### What is being asked
Rewrite the lines of the listing between the line containing "find the geometric" and the line containing "[[359, 1013, 521, 1163]]", inclusive, changing "marble inlay" to "tile mosaic" and leaving everything else unchanged.

-- Begin Extracted records --

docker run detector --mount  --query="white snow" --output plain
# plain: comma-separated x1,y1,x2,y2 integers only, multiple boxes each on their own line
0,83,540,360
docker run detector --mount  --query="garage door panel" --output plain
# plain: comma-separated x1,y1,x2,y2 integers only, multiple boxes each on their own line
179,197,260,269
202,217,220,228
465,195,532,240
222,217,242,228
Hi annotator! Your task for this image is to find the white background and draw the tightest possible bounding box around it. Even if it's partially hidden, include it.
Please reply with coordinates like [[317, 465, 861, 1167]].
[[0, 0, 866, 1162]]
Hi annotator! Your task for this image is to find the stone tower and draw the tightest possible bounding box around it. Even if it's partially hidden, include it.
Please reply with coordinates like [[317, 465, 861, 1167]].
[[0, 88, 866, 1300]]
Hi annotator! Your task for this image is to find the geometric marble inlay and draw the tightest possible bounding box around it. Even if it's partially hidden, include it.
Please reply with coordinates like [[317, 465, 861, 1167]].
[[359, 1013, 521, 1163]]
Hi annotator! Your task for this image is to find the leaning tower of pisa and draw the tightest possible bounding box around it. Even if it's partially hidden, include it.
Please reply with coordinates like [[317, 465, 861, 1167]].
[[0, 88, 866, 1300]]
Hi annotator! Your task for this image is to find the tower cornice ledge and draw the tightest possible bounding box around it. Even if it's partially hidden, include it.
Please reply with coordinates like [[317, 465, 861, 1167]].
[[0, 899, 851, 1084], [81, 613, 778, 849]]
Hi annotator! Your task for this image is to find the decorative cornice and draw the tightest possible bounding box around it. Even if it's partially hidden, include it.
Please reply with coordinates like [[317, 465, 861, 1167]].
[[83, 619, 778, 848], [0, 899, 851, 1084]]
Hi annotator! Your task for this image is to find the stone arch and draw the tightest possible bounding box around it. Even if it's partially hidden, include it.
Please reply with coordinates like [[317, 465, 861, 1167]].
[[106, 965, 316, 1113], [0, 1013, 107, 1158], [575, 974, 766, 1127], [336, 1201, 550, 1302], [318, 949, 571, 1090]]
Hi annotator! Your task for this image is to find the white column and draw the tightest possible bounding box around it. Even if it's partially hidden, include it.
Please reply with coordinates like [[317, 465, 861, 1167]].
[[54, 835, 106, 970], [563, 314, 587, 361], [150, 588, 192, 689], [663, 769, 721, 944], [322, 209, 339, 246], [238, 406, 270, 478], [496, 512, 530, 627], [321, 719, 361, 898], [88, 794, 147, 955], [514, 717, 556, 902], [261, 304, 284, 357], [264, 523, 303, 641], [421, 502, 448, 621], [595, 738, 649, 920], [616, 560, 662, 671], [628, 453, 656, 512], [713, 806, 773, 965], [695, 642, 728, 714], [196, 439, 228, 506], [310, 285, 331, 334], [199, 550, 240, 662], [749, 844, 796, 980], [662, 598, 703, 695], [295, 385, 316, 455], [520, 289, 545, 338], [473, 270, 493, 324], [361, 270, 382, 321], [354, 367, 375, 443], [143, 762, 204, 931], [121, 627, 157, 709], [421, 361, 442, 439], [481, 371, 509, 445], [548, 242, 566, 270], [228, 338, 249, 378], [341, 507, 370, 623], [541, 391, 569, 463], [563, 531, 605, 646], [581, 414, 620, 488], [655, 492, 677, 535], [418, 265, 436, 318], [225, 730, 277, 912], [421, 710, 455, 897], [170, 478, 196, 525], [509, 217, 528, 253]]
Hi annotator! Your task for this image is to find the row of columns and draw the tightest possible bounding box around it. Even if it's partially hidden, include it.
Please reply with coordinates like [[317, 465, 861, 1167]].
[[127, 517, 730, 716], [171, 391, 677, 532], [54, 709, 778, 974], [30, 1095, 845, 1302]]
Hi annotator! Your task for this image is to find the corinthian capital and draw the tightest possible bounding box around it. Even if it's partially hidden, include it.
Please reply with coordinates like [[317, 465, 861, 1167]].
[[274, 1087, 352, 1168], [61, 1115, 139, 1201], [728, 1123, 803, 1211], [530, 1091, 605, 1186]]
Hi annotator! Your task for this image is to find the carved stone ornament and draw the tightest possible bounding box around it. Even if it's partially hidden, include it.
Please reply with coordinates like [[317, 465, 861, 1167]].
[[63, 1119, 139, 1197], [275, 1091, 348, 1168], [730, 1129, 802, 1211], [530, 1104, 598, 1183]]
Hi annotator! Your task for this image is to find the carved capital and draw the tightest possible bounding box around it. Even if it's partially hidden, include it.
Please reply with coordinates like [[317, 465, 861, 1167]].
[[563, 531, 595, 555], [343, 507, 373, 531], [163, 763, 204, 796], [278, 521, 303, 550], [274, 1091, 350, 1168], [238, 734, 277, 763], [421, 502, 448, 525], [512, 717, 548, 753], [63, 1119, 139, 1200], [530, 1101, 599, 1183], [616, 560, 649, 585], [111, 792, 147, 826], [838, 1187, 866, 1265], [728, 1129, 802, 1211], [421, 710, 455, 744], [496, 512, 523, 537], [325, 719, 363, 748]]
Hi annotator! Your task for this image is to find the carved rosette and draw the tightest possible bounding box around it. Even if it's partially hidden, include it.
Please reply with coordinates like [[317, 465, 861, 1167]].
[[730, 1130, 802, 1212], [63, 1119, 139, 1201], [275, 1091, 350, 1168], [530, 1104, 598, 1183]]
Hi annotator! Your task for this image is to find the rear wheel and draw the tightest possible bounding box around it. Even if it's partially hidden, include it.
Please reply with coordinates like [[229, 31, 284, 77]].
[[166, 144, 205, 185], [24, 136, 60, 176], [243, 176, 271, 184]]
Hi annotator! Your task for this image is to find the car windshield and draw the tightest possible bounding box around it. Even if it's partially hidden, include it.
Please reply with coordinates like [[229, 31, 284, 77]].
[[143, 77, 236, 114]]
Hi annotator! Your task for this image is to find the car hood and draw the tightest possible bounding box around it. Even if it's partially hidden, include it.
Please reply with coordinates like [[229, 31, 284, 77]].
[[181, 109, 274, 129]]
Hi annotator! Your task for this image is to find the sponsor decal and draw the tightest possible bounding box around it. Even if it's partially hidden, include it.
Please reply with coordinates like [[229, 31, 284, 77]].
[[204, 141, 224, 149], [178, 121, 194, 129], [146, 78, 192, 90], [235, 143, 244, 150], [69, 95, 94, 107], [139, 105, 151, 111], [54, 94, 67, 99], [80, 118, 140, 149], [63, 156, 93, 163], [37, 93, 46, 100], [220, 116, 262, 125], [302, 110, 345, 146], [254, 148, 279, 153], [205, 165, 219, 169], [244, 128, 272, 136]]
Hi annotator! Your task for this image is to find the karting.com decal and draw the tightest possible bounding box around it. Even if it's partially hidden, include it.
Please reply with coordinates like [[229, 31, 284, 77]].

-- End Extracted records --

### Solution to this exercise
Hi annotator! Your task for this image is to find the geometric tile mosaic and draw the tightest possible bounding box around it. Even if it's partially hidden, include it.
Please reply with coordinates like [[317, 465, 861, 1167]].
[[359, 1013, 521, 1163]]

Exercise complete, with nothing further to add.